Segment Open

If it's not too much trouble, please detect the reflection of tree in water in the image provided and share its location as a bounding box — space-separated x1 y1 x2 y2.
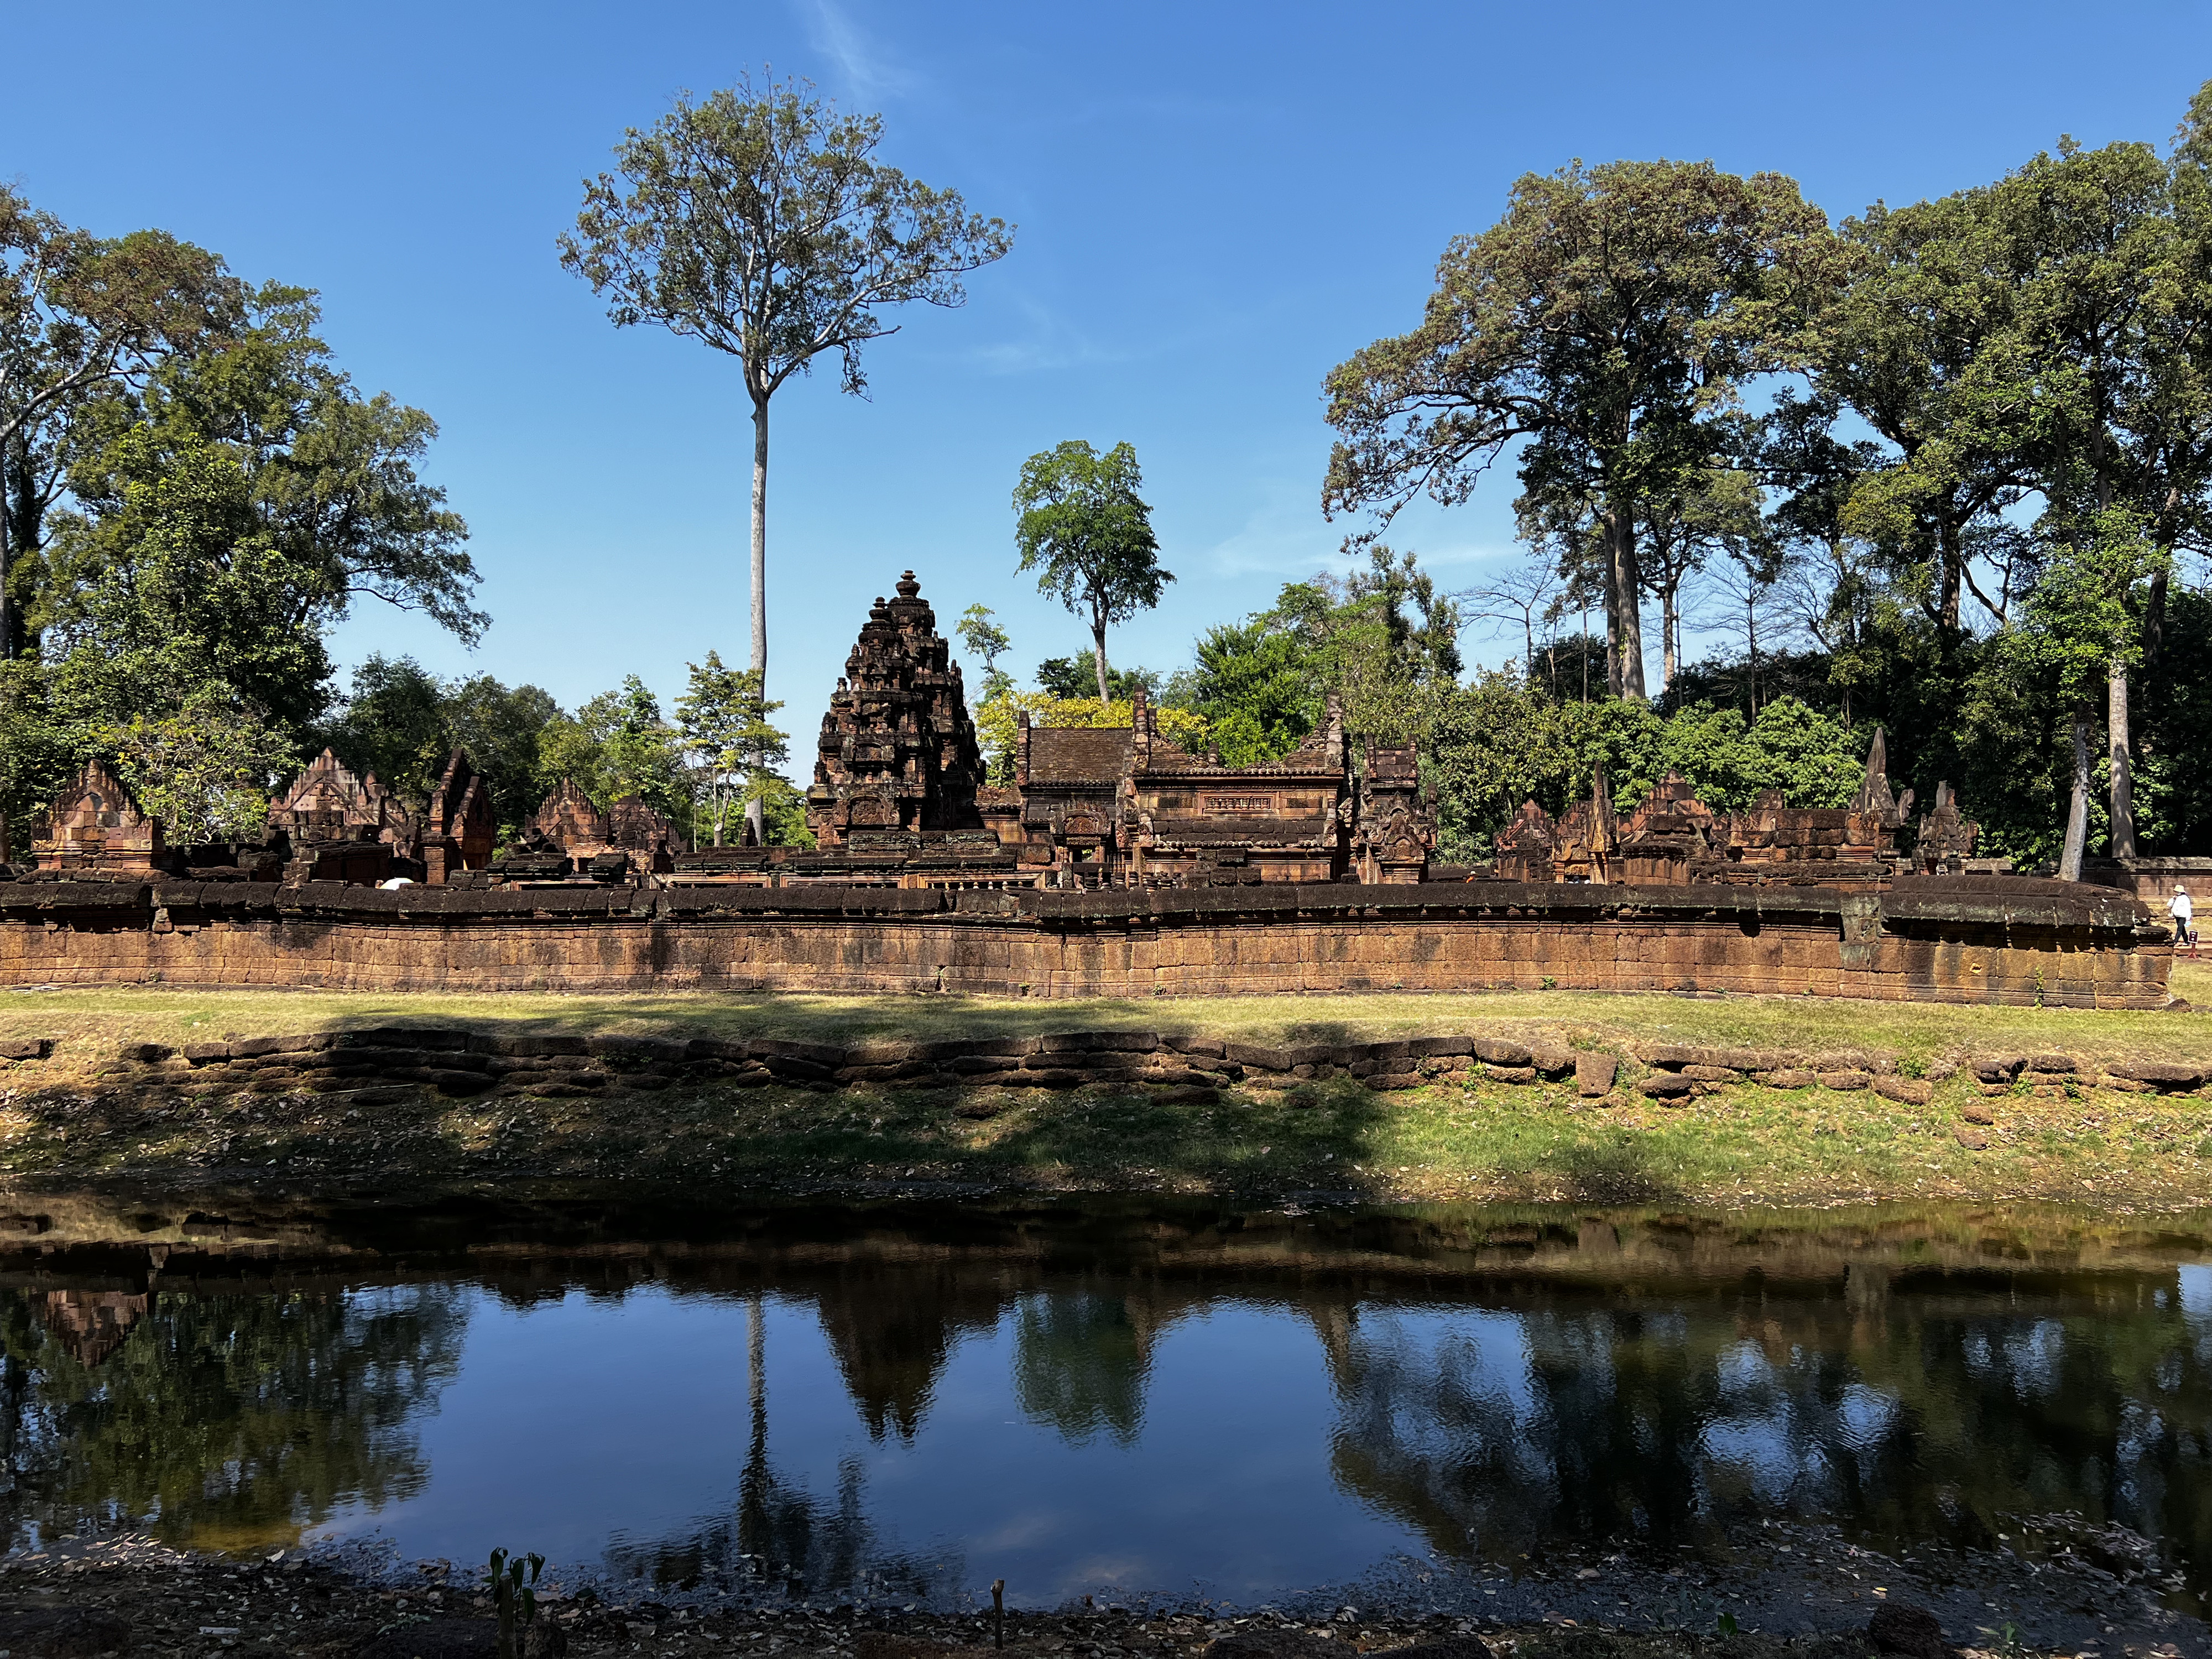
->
604 1296 961 1600
1014 1292 1151 1445
1313 1278 2212 1580
610 1274 1171 1593
0 1284 469 1554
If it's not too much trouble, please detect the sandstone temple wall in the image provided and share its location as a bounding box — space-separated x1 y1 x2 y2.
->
0 878 2168 1008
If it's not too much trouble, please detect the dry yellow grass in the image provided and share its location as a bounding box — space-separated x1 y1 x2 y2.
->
0 964 2204 1073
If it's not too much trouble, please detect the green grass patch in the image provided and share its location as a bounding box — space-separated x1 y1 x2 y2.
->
4 1061 2205 1210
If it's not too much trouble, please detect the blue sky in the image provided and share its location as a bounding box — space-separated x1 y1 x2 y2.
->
8 2 2212 737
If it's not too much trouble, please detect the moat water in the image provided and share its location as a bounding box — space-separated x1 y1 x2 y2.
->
0 1192 2206 1645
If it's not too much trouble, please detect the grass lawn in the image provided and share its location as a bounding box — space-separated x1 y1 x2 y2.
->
1 954 2208 1070
0 1042 2205 1211
2 963 2206 1208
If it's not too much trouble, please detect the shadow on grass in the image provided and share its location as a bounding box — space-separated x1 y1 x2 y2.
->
1550 1128 1687 1204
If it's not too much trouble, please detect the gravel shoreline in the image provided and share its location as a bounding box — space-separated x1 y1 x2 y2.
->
0 1517 2195 1659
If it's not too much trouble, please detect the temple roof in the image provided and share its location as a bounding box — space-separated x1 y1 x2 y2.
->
1028 728 1135 784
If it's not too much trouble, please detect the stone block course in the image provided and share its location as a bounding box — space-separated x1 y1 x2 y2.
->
0 878 2167 1005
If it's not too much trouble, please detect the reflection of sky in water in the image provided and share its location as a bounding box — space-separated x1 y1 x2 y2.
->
2002 1321 2066 1399
1836 1384 1900 1451
18 1249 2200 1608
316 1291 1418 1604
2181 1265 2212 1320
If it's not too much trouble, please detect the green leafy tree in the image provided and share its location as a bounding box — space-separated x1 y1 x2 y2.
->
560 75 1013 843
1164 620 1321 766
1326 159 1830 700
4 278 478 843
1 187 246 659
108 689 295 845
676 650 750 847
541 677 692 834
1258 548 1463 750
676 652 795 846
955 603 1013 704
57 283 480 647
1013 440 1173 702
442 675 560 836
320 659 556 840
1812 190 2037 647
322 654 450 801
1035 651 1156 702
1986 129 2212 858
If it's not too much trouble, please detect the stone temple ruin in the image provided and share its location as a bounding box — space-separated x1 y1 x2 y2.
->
0 572 2177 1007
1490 730 1991 890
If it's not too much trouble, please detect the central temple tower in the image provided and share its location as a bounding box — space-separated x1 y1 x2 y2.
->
805 571 986 847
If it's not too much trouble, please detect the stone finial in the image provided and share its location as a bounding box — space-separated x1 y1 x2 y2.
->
895 571 921 600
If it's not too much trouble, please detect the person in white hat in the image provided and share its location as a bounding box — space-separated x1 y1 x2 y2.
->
2171 884 2198 957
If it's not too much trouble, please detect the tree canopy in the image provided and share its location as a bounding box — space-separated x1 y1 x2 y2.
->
561 74 1011 841
1013 440 1173 702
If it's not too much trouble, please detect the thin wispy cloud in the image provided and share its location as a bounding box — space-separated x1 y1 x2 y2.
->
796 0 918 102
967 309 1130 376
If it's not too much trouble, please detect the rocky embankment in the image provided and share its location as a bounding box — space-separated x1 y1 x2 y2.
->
7 1025 2207 1107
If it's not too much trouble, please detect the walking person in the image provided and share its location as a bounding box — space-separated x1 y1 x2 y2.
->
2172 884 2198 958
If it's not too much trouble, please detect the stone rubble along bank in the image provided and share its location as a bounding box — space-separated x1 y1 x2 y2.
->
0 1544 2100 1659
1 1027 2204 1112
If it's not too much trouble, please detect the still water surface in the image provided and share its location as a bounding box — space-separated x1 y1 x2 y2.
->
1 1196 2207 1615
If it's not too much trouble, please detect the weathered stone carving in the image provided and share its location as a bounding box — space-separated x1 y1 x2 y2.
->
30 760 167 876
1913 781 1981 874
532 779 608 853
268 748 421 884
807 572 986 848
608 795 677 874
269 749 414 851
1486 733 1965 890
421 750 495 886
1616 771 1717 884
1354 739 1433 884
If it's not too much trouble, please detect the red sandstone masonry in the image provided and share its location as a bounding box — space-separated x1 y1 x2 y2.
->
0 877 2168 1006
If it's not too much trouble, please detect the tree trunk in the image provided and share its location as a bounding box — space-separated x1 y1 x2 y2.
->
1660 585 1679 691
2058 702 2093 881
1607 502 1647 700
0 439 12 664
1937 518 1962 639
2146 561 2170 672
1746 590 1760 716
747 397 770 847
1598 509 1622 698
2109 660 2136 859
1092 613 1110 702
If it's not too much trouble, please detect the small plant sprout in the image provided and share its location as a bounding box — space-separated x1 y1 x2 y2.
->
487 1548 546 1659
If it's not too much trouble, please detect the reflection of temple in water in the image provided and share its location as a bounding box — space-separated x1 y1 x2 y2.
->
814 1261 1014 1442
0 1202 2205 1598
36 1290 149 1369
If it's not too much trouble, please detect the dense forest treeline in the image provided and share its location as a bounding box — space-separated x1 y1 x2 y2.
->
9 80 2212 867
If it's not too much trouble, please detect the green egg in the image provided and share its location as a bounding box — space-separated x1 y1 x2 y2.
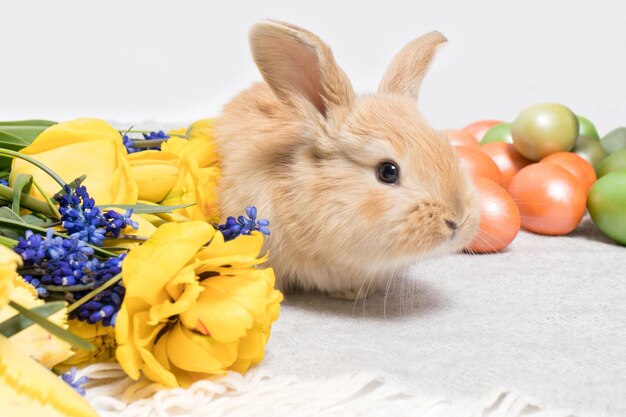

Segment Closed

▶ _Your objective_
Every line that holds the word "reflection" should be copied from the records.

▶ _Exercise response_
If it's not too much trouble, please detect the reflection of tree in water in the image provided and share its location as a bounding box — space-separated x1 y1 x2 y2.
If it's not too much trouble, please detect the reflection of sky in water in the image provided and share its location as a bounding box — space-separated x1 y1 x2 y2.
If it's not too much trouble, please detect the reflection of temple in water in the image provided and share its location as a bounding box — space-separated x1 y1 x2 y2.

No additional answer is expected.